* ASSIGNMENT
Every line with "below" in it must be copied from the data.

----- EXTRACTED DATA

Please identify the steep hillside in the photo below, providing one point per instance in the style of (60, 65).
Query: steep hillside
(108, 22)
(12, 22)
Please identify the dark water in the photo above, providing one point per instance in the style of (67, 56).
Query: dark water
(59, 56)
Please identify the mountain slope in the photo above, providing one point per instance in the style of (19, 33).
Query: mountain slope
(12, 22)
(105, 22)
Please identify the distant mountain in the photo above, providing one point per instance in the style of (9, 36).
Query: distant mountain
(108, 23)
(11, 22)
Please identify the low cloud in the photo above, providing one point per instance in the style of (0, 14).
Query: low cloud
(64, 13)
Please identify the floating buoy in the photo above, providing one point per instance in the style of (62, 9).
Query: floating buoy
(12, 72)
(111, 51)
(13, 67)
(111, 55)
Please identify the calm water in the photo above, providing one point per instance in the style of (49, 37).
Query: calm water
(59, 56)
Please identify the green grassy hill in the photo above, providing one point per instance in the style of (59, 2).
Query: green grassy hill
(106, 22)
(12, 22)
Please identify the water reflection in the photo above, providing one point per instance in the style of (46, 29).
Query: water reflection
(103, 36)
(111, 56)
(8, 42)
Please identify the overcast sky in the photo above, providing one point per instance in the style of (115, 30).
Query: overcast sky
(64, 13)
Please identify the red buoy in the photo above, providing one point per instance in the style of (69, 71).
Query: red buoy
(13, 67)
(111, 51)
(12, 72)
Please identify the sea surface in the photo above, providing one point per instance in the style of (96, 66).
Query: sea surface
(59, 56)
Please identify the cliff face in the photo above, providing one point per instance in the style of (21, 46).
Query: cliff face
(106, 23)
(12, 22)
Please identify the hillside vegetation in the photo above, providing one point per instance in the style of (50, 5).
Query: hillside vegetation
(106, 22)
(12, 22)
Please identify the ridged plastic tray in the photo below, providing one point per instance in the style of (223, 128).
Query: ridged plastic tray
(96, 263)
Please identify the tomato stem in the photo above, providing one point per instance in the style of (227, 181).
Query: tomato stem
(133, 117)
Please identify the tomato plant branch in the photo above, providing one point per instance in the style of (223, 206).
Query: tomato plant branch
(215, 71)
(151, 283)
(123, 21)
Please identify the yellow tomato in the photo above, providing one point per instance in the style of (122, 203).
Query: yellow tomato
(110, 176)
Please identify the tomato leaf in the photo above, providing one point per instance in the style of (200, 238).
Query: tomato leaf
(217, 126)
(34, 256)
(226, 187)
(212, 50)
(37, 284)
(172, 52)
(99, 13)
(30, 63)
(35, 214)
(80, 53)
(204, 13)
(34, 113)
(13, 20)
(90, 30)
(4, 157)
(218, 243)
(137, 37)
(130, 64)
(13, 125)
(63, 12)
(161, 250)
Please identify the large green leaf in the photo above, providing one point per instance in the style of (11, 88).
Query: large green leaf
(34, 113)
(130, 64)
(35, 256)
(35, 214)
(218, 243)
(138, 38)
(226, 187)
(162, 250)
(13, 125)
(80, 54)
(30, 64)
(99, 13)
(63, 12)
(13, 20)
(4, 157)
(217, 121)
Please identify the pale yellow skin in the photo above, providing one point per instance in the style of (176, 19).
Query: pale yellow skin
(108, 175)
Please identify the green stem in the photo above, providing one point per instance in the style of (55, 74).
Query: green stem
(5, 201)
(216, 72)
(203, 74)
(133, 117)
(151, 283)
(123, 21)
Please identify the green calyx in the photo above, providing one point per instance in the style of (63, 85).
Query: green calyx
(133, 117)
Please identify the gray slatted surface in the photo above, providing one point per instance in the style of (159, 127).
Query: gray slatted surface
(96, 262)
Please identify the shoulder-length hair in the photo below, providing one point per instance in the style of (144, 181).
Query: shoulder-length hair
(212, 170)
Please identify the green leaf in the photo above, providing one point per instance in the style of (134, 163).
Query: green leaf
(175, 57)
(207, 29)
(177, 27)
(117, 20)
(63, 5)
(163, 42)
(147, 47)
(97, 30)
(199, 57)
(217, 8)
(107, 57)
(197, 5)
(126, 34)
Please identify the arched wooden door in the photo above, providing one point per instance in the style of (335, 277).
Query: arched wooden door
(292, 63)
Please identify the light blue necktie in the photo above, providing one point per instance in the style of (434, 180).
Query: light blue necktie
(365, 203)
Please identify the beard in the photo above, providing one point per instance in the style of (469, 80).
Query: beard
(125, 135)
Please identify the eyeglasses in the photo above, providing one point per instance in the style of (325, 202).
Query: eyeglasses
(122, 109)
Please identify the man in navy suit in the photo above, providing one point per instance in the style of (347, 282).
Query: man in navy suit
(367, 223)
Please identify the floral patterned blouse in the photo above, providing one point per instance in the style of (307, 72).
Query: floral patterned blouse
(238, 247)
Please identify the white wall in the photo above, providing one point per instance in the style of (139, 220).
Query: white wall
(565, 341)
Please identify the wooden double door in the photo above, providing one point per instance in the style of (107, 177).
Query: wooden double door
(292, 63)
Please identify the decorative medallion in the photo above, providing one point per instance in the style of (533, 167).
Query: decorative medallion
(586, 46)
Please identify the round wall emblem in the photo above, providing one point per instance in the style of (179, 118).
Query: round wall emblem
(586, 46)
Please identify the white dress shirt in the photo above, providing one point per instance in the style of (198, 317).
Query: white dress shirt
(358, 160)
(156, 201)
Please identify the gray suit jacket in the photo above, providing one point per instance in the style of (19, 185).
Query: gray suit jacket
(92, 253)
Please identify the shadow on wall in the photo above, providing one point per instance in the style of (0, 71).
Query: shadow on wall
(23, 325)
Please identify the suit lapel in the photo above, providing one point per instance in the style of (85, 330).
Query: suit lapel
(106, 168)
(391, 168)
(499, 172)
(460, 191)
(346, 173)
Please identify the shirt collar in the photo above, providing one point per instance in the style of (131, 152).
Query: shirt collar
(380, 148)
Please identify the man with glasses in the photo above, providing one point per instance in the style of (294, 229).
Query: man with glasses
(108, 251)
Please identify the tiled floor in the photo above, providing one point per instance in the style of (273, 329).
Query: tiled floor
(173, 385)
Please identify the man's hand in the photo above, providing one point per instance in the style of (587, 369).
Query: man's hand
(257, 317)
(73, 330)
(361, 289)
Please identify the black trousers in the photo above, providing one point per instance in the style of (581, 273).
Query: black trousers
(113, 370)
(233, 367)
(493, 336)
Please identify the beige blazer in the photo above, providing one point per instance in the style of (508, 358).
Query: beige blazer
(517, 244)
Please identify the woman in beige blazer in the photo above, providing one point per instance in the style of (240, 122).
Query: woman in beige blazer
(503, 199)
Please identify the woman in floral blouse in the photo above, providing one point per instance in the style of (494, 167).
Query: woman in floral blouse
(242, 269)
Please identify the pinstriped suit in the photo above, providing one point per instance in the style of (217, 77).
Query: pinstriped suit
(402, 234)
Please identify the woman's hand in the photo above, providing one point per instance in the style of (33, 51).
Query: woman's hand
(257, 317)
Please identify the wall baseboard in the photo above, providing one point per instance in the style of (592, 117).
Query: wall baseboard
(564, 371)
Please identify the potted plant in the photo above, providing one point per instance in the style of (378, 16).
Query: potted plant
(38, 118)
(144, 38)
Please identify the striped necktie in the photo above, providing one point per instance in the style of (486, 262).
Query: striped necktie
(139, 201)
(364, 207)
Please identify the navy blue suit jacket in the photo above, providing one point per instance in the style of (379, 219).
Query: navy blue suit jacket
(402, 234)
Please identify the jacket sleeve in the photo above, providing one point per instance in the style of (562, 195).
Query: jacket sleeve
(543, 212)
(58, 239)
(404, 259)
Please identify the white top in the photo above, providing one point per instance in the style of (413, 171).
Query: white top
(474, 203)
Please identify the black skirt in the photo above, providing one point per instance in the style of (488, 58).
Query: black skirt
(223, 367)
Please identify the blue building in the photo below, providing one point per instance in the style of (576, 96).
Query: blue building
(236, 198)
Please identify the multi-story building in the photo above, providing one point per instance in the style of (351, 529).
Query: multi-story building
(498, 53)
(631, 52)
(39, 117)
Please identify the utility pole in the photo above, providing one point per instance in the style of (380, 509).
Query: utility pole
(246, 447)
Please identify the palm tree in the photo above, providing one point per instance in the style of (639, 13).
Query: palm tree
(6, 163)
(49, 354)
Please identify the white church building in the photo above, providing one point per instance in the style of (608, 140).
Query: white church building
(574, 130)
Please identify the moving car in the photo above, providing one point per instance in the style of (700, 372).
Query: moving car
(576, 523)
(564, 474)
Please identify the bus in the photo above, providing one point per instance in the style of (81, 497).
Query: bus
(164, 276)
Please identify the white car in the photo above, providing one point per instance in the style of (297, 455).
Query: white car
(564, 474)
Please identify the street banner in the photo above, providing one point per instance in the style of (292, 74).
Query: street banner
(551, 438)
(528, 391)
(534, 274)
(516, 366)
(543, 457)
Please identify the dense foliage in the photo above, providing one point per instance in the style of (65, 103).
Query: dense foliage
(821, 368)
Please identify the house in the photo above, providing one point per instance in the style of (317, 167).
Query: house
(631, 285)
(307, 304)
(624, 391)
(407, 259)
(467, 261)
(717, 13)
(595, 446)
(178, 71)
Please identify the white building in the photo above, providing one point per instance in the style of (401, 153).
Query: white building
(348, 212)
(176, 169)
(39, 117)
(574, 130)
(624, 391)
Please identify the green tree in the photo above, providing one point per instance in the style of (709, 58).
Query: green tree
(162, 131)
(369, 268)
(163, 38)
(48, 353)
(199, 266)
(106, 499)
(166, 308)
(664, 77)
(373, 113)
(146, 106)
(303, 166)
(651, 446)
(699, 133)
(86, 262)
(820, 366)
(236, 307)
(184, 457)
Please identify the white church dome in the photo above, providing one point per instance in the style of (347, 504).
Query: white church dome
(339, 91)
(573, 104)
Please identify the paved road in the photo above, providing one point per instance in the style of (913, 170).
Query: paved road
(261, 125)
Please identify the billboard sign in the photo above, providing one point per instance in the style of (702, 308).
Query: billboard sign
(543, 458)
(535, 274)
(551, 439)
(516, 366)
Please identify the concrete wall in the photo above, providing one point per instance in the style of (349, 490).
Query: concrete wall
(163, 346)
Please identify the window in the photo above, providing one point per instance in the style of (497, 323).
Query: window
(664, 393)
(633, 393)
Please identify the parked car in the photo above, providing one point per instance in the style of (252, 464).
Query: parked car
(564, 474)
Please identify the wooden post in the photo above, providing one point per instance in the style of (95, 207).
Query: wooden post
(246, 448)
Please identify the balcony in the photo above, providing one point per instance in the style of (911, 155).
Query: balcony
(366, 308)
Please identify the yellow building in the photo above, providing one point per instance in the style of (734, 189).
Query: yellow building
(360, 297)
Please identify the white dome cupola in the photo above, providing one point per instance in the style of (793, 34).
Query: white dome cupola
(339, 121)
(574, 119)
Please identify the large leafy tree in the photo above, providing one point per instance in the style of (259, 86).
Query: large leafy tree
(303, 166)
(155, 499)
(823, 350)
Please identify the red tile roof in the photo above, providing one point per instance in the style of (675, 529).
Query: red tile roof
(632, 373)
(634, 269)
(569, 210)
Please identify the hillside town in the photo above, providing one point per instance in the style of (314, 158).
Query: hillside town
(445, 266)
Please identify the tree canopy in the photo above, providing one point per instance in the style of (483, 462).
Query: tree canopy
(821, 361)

----------

* FINISHED TASK
Please identify the steep hillside in the photo below, providing one point per instance in the style of (60, 65).
Please identify the ridged plastic tray in the photo below, providing one point per instance in the style of (223, 128).
Please identify the shoulder-length hair in the photo below, providing one point per instance in the style of (144, 181).
Please identify the blue building in the photo below, providing one point per instance in the style of (576, 96).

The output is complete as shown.